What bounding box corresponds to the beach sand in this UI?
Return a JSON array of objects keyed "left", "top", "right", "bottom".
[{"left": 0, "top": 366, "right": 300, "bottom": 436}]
---
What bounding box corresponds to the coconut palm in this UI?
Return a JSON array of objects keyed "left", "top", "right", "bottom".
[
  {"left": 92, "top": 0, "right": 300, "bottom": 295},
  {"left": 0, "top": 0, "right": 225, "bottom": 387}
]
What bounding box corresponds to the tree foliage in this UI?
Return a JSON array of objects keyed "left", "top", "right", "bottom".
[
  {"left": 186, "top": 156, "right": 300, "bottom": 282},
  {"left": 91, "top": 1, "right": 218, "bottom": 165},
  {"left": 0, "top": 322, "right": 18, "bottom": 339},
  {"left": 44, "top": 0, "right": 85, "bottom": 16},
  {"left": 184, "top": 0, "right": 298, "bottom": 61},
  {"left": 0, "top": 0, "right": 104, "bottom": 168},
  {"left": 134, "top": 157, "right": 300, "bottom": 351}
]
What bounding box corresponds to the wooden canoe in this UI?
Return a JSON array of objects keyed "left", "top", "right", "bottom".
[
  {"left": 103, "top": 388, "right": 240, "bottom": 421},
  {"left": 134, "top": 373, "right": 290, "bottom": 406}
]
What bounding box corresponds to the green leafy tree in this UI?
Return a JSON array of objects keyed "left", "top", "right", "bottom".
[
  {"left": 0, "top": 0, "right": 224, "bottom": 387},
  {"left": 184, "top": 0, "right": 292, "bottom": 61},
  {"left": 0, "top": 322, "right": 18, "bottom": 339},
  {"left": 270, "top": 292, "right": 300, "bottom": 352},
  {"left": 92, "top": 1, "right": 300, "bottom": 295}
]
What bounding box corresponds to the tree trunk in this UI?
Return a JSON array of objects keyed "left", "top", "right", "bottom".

**Exercise directions**
Report each line of the listing above that contains the string "this", copying every such line in full.

**Task result**
What bounding box corresponds to the beach sand in this UI?
What bounding box corresponds to the coconut palm in this UI?
What bounding box corresponds to the tree foliage in this UI?
What bounding box corresponds to the wooden canoe in this UI?
What bounding box corresponds to the green leafy tree in this UI?
What bounding box corresponds to the tree trunk in this UI?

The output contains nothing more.